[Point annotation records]
--- BEGIN ---

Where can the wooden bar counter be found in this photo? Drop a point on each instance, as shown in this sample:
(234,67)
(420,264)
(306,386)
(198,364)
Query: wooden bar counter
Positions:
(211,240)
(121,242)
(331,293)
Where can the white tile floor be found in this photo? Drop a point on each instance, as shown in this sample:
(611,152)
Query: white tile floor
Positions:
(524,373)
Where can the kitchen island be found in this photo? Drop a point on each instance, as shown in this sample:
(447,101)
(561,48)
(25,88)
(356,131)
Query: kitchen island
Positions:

--- END ---

Write out every line of the listing above exactly as it appears.

Where can the wooden bar counter be found in this photo? Drop a point on each instance, as shown in this sample:
(234,67)
(420,264)
(306,386)
(198,364)
Query: wooden bar counter
Positions:
(211,240)
(121,242)
(331,293)
Where can the white tile floor be found in this photo? Drop a point on each instance, as shown in this sample:
(611,152)
Query: white tile floor
Positions:
(524,373)
Where can the kitchen island be found in this photo? Drop a point on each instance, as shown in this sample:
(447,101)
(561,48)
(25,88)
(356,131)
Query: kitchen island
Positions:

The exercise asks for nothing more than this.